START EXERCISE MATERIAL
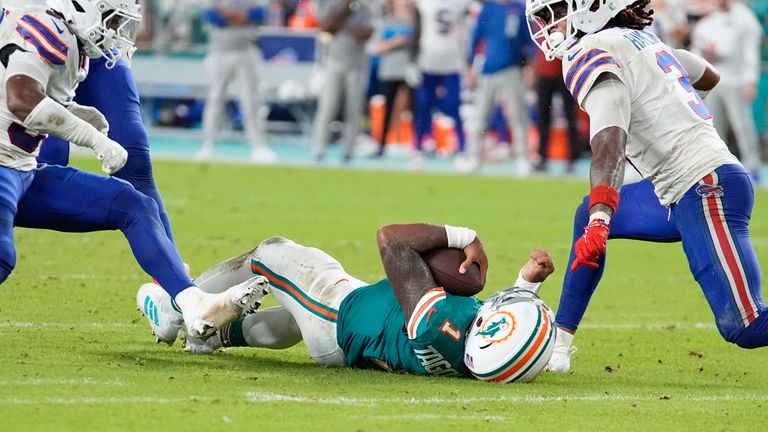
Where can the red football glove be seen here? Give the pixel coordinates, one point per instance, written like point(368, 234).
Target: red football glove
point(591, 245)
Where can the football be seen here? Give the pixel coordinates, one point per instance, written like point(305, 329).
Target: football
point(444, 264)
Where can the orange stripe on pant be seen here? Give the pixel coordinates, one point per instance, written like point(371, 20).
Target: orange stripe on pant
point(720, 226)
point(298, 295)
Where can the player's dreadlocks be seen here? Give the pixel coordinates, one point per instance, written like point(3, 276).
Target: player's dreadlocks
point(634, 16)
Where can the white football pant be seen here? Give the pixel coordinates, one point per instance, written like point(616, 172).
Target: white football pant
point(308, 283)
point(242, 67)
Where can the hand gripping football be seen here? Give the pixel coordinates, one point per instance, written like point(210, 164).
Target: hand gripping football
point(444, 264)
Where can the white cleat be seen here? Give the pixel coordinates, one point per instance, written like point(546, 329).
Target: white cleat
point(204, 313)
point(201, 346)
point(164, 319)
point(560, 360)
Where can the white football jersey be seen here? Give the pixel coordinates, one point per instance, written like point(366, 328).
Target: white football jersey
point(441, 44)
point(671, 140)
point(49, 41)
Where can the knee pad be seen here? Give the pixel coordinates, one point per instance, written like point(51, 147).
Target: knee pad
point(7, 257)
point(131, 205)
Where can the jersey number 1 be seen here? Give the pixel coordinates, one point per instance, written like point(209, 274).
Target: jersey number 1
point(667, 62)
point(450, 330)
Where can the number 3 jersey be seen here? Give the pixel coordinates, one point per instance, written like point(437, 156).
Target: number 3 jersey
point(671, 140)
point(36, 44)
point(373, 331)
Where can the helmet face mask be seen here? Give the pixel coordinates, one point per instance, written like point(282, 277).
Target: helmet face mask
point(511, 338)
point(549, 25)
point(545, 21)
point(106, 28)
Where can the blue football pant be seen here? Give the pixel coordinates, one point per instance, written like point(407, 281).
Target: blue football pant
point(13, 185)
point(738, 306)
point(69, 200)
point(438, 91)
point(113, 92)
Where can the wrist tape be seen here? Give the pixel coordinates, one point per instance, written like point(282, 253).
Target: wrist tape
point(459, 237)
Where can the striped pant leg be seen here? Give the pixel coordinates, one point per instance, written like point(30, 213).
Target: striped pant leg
point(311, 285)
point(713, 220)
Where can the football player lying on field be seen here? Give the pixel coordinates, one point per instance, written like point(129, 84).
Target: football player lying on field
point(405, 322)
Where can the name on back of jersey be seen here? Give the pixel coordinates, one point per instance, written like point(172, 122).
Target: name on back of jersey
point(641, 39)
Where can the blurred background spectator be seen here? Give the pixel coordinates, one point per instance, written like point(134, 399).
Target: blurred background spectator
point(729, 38)
point(175, 37)
point(349, 22)
point(501, 29)
point(440, 53)
point(392, 44)
point(234, 58)
point(549, 83)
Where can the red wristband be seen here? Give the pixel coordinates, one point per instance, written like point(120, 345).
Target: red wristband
point(606, 195)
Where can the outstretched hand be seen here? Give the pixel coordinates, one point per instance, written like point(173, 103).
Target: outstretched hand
point(591, 246)
point(475, 253)
point(539, 267)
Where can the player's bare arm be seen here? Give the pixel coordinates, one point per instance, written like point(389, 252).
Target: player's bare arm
point(539, 266)
point(608, 105)
point(608, 157)
point(401, 246)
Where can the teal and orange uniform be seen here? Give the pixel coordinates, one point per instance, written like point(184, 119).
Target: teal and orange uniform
point(374, 333)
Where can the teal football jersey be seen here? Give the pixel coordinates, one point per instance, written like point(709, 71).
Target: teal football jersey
point(373, 331)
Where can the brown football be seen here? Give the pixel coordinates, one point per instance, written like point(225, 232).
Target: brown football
point(444, 264)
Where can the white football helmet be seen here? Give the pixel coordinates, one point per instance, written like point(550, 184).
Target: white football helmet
point(106, 28)
point(511, 339)
point(586, 16)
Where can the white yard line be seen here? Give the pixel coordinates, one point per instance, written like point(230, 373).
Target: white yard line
point(60, 325)
point(275, 397)
point(61, 382)
point(372, 402)
point(104, 401)
point(429, 417)
point(597, 326)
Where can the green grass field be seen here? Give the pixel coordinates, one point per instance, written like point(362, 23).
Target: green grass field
point(77, 356)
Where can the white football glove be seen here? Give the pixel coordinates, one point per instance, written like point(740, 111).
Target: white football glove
point(90, 115)
point(111, 154)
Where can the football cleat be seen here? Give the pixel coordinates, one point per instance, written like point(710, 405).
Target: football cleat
point(204, 313)
point(561, 355)
point(196, 345)
point(164, 319)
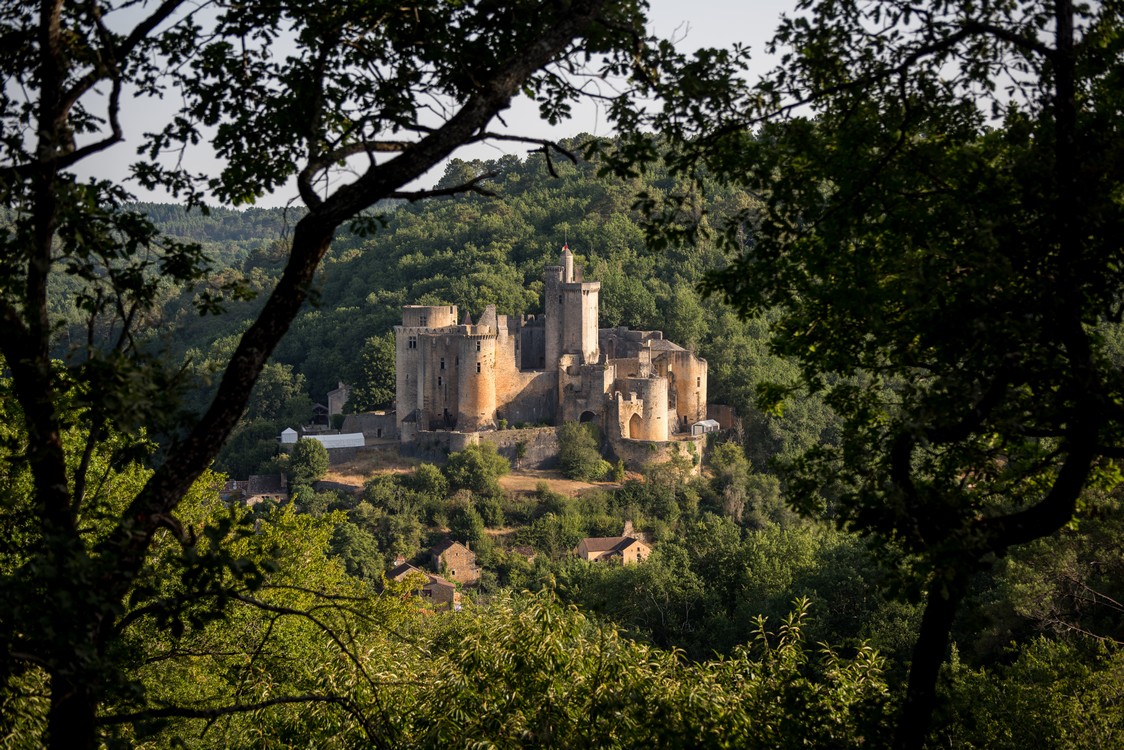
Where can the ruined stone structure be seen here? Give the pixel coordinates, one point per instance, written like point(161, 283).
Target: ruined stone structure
point(468, 377)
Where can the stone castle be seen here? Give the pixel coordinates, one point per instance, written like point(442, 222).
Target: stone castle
point(469, 377)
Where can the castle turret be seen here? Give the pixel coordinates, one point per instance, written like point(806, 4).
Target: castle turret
point(409, 364)
point(571, 313)
point(477, 382)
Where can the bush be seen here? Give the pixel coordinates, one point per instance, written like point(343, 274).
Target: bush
point(579, 454)
point(308, 463)
point(477, 468)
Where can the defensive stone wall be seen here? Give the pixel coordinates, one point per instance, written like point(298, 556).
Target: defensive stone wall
point(372, 424)
point(540, 445)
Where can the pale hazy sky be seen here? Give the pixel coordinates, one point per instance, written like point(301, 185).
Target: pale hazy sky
point(696, 24)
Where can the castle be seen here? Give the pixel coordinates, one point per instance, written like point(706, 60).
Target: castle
point(471, 377)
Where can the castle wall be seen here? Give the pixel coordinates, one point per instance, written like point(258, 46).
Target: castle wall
point(552, 343)
point(652, 392)
point(476, 382)
point(533, 345)
point(438, 387)
point(579, 321)
point(687, 376)
point(428, 316)
point(636, 453)
point(526, 397)
point(372, 424)
point(458, 383)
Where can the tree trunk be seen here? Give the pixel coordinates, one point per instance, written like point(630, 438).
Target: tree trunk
point(945, 592)
point(71, 719)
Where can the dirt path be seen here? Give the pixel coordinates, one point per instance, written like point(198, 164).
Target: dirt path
point(351, 475)
point(527, 480)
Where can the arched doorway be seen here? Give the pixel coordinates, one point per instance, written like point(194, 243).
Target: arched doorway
point(635, 426)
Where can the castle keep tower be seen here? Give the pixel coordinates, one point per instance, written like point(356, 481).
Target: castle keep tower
point(571, 313)
point(413, 391)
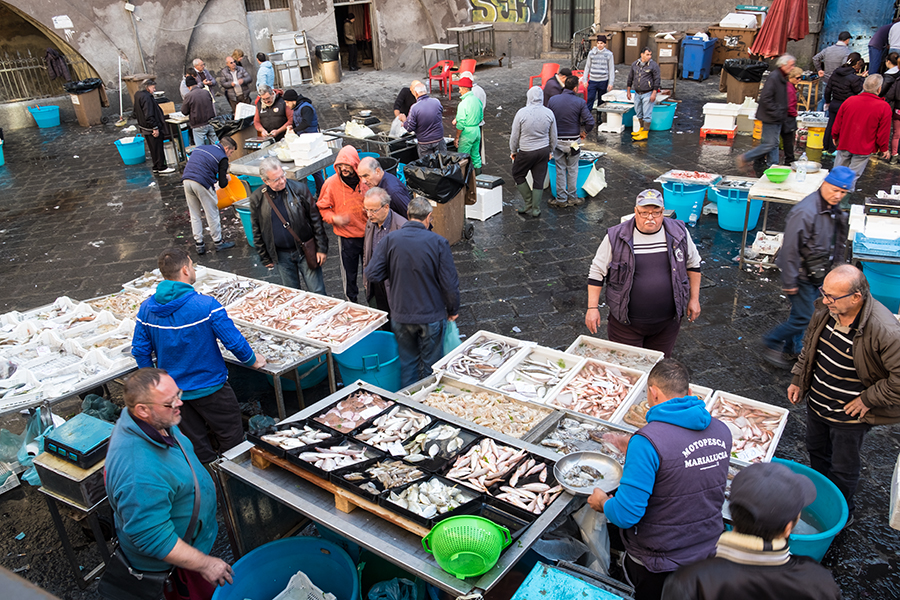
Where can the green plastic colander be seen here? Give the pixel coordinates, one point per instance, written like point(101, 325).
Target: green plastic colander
point(466, 546)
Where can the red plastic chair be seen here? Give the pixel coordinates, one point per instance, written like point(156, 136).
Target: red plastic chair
point(443, 77)
point(547, 71)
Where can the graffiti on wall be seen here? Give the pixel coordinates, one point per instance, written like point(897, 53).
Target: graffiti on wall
point(509, 11)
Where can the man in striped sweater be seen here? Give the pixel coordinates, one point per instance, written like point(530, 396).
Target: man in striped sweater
point(849, 373)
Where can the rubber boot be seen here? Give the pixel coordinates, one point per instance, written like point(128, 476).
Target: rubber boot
point(525, 191)
point(536, 196)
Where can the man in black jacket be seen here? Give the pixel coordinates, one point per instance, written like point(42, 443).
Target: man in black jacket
point(754, 560)
point(151, 122)
point(772, 111)
point(273, 237)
END EXERCISE MATERIAL
TASK TO COMPLETE. Return every record exactly, leaving out the pictures.

EXERCISE SOLUTION.
Where can the red football glove be seen here? Give the pixel coordinates, one point per instance, written like point(368, 234).
Target: red football glove
point(591, 245)
Where can the football be seen here? Give the pixel coordinates, one point per instance, written like point(305, 329).
Target: football
point(444, 264)
Where can the orange stripe on pant be seen here? Give the pixel coordinates, one point per instance, written like point(371, 20).
Target: orange stripe on pant
point(720, 226)
point(298, 295)
Where can the player's dreadlocks be seen here? Give the pixel coordinates, one point per instance, written like point(3, 276).
Target: player's dreadlocks
point(634, 16)
Where can the white football pant be seen here? Give the pixel coordinates, one point per instance, written like point(616, 172).
Target: white football pant
point(308, 283)
point(242, 67)
Where can the hand gripping football be seen here? Give the pixel coordinates, one point per instance, written like point(210, 164).
Target: hand gripping football
point(444, 264)
Where can the white cleat be seen here? Give the pixel coordinates, one point per instance, written like point(546, 329).
Target: white cleat
point(204, 313)
point(201, 346)
point(164, 319)
point(560, 360)
Where can the white football jersey be seen here? Give the pixel coordinates, one point per instance, written like point(366, 328).
Target: white football jersey
point(441, 44)
point(671, 140)
point(49, 41)
Where can the knee pad be seen here? Give the pixel coordinates, one point per instance, written like point(51, 147).
Target: knee pad
point(7, 257)
point(131, 205)
Where can the jersey number 1 be seen here? Give the pixel coordinates, one point per instance, written like point(209, 274).
Target: jersey number 1
point(667, 62)
point(450, 330)
Where can the number 3 jersey be seen here? Give the pixel coordinates, one point per instance, written like point(437, 156).
Target: number 3 jersey
point(671, 140)
point(36, 44)
point(373, 331)
Where can the helmet face mask be seen here? Give the pixel coordinates, one point per instance, written like point(282, 277).
Target: helmet face mask
point(511, 338)
point(549, 25)
point(545, 21)
point(106, 28)
Where can the blue football pant be seen here? Give the pixel coordinates, one point per instance, written like point(407, 281).
Target: blue football pant
point(13, 185)
point(738, 306)
point(69, 200)
point(438, 91)
point(113, 92)
Where can the wrist tape be seen here? Give the pixel coordinates, one point per instance, written like point(282, 253).
Target: wrist tape
point(459, 237)
Where can the striped pant leg be seen here? Give the pixel coordinates, one point per instance, written like point(30, 213).
Target: striped pant leg
point(311, 285)
point(713, 220)
Where can the football player lying on field be seen here? Give the pixel coordinates, one point per instance, written like point(129, 84).
Target: football player lying on field
point(405, 322)
Where can the name on back of jersey be seen here? Give the pixel coordinates, one point per instance, written like point(172, 122).
Target: name on back of jersey
point(641, 39)
Where can the blurred background spectator be seen here? Give the pixel coordinates, one point per instance, written like point(134, 399).
Target: blurred background spectator
point(729, 38)
point(175, 37)
point(349, 22)
point(501, 29)
point(440, 53)
point(392, 44)
point(234, 58)
point(549, 83)
Where can the red wristband be seen here? Give the pixel coordinates, one point per instance, written like point(120, 345).
Target: red wristband
point(606, 195)
Where can the outstretched hand be seen here? Give the pixel coordinates, one point per instance, written like point(173, 103).
Target: outstretched hand
point(591, 246)
point(475, 253)
point(539, 267)
Where can the player's bare arm be seen here? Give the pixel coordinates, one point per instance, written like point(389, 252).
Target: player's bare arm
point(539, 266)
point(608, 105)
point(608, 157)
point(401, 246)
Where can the teal and orange uniform be seen here? Give the pixel coordinates, one point per instance, written like point(184, 119).
Target: teal and orange uniform
point(374, 333)
Where can the teal football jersey be seen here? Give the pixel coordinates, one point per instance, written like point(709, 71).
Target: teal football jersey
point(373, 331)
Where can the brown football be seen here? Give the pixel coordinates, one point per instance, written like point(225, 232).
Target: brown football
point(444, 264)
Where can the white football helmet be seen here? Give the pixel coordinates, one point per instance, written like point(550, 184).
Target: white football helmet
point(106, 28)
point(511, 339)
point(586, 16)
Where can the white yard line be seen here? Give the pixel coordinates, one point per instance, written like point(230, 373).
Target: white yard line
point(60, 325)
point(275, 397)
point(61, 382)
point(372, 402)
point(104, 401)
point(429, 417)
point(597, 326)
Where can the green grass field be seen here? Give the pixel coordinates, one point per instance, written like point(362, 23).
Target: green grass field
point(77, 356)
Where can the white football glove be seen here? Give the pixel coordinates, one point per instance, written like point(740, 111).
Target: white football glove
point(90, 115)
point(111, 154)
Where can the football cleat be seen here? Give the pixel coordinates, one point per instance, written like point(710, 405).
Target: football cleat
point(204, 313)
point(561, 355)
point(196, 345)
point(164, 319)
Where can the ruined stone structure be seen here? Give the pixel coordinates, one point per instance, written like point(161, 283).
Target: ruined stone structure
point(468, 377)
Where can the stone castle be seen here? Give the pixel coordinates, one point per instance, written like point(442, 222).
Target: stone castle
point(469, 377)
Where can the castle turret be seen here? Give the pixel coordinates, one point per instance, written like point(806, 4).
Target: castle turret
point(409, 364)
point(571, 313)
point(477, 382)
Where can the bush be seen here? Give the pixel coordinates, one point per instance, written like point(343, 274).
Target: bush
point(579, 454)
point(308, 463)
point(477, 468)
Where can the defensive stone wall be seen here? Give the pixel coordinates, one point per instance, written like point(298, 556).
Target: defensive stone wall
point(372, 424)
point(540, 445)
Where can the pale hazy sky be seen here? Give the pixel coordinates, one point per instance, written like point(301, 185).
Target: pale hazy sky
point(696, 24)
Where can the castle be seen here? Give the pixel coordinates, one point per instance, written like point(706, 60).
Target: castle
point(471, 377)
Where can the castle wall be seen here? Give the pixel coordinates, one point per instance, written like point(258, 46).
Target: castle wall
point(552, 343)
point(652, 392)
point(476, 382)
point(533, 345)
point(438, 387)
point(579, 321)
point(687, 376)
point(428, 316)
point(636, 453)
point(526, 397)
point(372, 424)
point(458, 383)
Where can the tree trunk be seen here? Give the pixel coordinates, one point per instance, written like point(630, 438).
Target: tree trunk
point(945, 592)
point(71, 719)
Where can the dirt path be seen here? Give the pixel coordinates, one point per instance, written like point(198, 164).
Target: dirt path
point(351, 475)
point(527, 480)
Where can the arched doorway be seen here? Give the pixel coordinates, one point per instance, written like point(194, 243).
Target: arched doorway
point(635, 426)
Where can the castle keep tower be seen here? Give the pixel coordinates, one point per instance, written like point(356, 481).
Target: castle keep tower
point(571, 313)
point(413, 391)
Where can the green plastic colander be seen here? Give the pixel coordinates, one point per instance, written like point(101, 325).
Target: green plastic colander
point(466, 546)
Where can the red plastic chair be seen here? Give the pixel coordinates, one point per instance, written like point(156, 136).
Target: red plastic chair
point(443, 77)
point(547, 71)
Where can the graffiti on wall be seen here? Give the pixel coordinates, one point per instance, written like point(897, 53).
Target: graffiti on wall
point(509, 11)
Where can the man in striped sweater be seen here? Give the pixel coordinates, one point per instance, written like point(530, 396).
Target: man in striped sweater
point(849, 373)
Where can the rubber boot be seen here? Give the pixel coordinates, one point per instance, written like point(128, 476).
Target: rubber boot
point(525, 191)
point(536, 196)
Where can the man in black jacket be seen here? Give the pixel coordinates, one point per instance, written like point(42, 443).
Target: man in black jacket
point(754, 560)
point(151, 122)
point(772, 111)
point(273, 237)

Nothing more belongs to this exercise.